● THE EXERCISE
Gather every line in the material below that contains the word "flower", and copy each of those lines in full.

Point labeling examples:
****
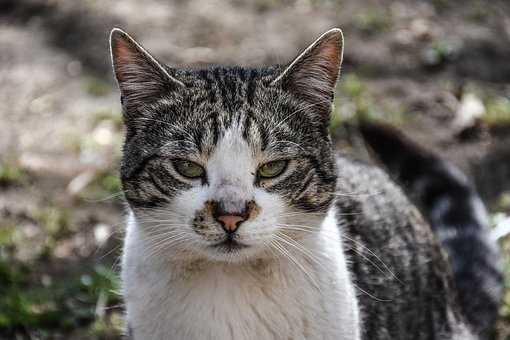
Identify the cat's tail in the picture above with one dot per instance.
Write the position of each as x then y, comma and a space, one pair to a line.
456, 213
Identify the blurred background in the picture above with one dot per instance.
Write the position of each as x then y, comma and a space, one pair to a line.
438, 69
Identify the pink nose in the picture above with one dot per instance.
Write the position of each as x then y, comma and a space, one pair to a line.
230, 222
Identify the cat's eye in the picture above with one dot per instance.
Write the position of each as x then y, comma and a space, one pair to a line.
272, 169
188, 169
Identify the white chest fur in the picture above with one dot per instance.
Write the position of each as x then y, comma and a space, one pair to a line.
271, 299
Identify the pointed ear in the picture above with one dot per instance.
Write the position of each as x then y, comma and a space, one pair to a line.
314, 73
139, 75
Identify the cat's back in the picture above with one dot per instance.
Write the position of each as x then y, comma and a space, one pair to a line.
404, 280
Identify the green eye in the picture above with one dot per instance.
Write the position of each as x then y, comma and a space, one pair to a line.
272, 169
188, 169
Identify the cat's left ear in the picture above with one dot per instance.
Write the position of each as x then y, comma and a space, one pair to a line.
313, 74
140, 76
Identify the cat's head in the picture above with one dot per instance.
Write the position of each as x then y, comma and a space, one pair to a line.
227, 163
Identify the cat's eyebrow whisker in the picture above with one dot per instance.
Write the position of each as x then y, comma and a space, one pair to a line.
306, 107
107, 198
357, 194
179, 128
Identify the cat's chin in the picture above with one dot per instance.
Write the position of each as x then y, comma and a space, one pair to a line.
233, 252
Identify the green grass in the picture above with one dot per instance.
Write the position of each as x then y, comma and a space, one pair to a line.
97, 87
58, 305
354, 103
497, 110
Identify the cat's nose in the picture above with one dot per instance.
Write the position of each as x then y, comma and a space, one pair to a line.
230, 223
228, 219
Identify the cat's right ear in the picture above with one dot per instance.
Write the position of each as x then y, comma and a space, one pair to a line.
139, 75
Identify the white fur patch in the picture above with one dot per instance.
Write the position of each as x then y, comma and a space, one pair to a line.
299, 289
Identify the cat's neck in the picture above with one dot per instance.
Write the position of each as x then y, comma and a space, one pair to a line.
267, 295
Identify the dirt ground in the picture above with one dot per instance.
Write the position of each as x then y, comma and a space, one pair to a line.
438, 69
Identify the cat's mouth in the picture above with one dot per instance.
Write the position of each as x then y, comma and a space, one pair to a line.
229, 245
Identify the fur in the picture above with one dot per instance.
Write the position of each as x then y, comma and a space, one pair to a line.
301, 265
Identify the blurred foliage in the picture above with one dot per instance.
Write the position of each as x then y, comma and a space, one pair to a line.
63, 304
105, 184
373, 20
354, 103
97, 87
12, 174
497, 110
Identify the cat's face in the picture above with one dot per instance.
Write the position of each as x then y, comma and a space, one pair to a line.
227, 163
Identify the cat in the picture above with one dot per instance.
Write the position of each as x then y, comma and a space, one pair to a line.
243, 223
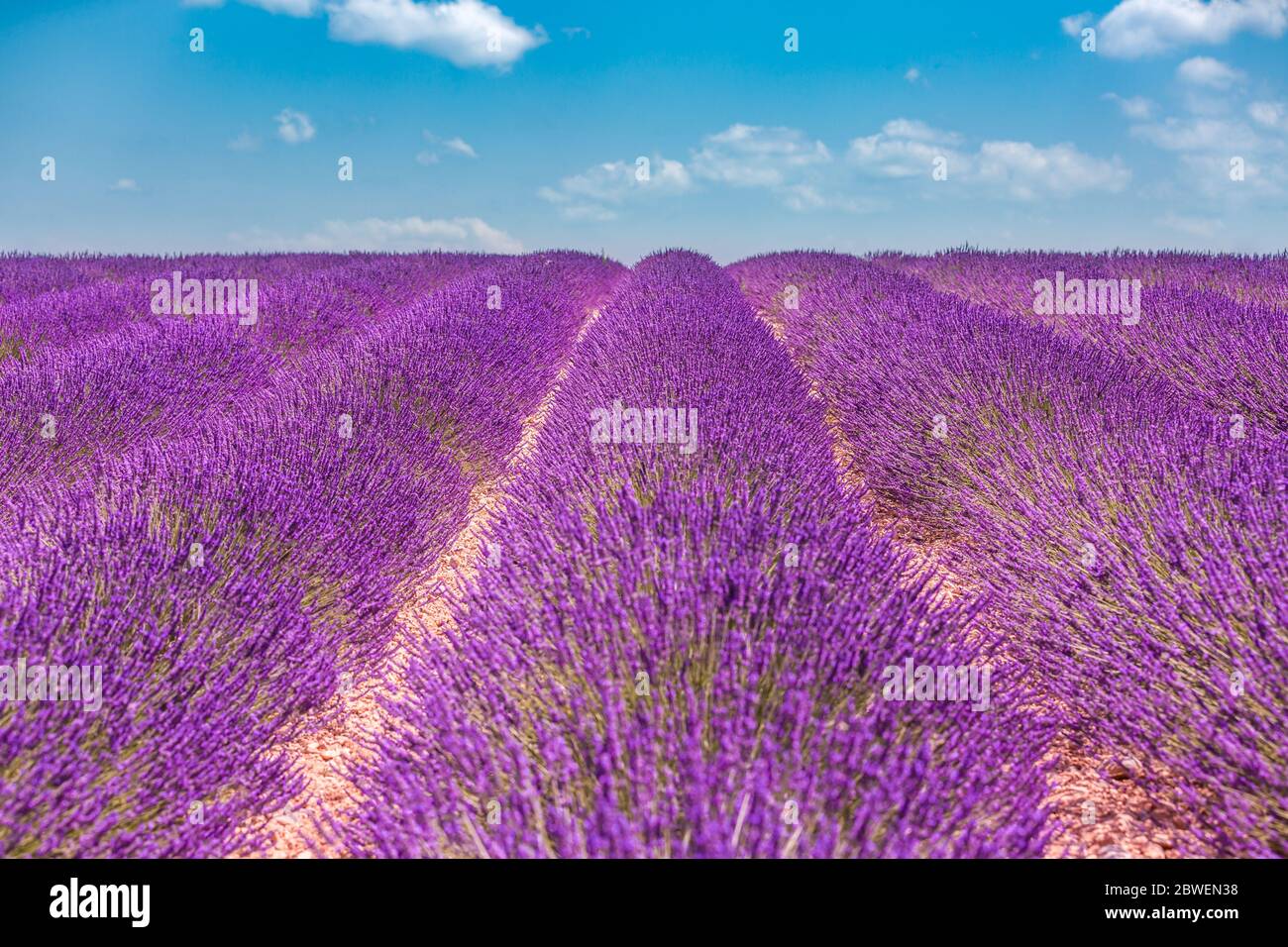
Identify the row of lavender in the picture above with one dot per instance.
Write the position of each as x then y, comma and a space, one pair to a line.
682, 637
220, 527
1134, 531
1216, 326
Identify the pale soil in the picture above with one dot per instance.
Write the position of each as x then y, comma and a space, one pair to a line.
****
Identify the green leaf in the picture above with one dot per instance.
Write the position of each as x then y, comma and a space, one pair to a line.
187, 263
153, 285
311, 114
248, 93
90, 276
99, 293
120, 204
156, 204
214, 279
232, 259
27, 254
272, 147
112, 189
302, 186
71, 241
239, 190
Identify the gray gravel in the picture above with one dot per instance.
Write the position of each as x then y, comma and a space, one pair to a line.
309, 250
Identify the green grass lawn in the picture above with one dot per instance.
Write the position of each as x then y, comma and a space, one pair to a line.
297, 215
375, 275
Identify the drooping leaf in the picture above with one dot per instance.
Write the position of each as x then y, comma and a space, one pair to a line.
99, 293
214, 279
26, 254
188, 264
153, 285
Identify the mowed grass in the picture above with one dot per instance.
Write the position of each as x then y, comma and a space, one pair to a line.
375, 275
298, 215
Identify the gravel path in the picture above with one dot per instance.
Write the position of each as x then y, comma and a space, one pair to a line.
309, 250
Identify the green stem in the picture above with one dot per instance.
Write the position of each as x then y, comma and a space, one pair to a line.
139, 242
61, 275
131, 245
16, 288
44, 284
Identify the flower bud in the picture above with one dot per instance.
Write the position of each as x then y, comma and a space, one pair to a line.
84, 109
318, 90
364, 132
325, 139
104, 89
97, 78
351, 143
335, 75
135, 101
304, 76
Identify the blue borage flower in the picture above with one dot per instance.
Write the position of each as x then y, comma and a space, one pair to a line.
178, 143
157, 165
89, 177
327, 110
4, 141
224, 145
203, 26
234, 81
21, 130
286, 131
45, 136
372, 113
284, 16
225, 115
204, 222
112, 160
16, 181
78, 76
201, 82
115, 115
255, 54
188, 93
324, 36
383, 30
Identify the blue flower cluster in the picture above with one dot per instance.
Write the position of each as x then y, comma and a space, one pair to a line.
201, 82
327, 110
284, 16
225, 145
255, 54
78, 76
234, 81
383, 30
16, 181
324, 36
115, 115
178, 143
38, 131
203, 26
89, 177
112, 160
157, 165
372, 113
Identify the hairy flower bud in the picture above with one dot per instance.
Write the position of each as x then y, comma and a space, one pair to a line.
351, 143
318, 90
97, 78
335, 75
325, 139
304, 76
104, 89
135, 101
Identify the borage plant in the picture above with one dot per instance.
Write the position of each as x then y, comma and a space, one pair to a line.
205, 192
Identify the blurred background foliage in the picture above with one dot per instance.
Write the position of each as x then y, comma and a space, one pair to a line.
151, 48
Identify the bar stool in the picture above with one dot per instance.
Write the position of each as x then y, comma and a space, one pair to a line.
****
● COMPLETED EXERCISE
Identify the flower bud in the picture above with one dot per instance.
Identify the blue borage flower in the picture above with one dot per instance.
Identify the blue flower cluster in the picture above with one dot per instance.
Identify the hairy flower bud in the picture above with one dot per instance.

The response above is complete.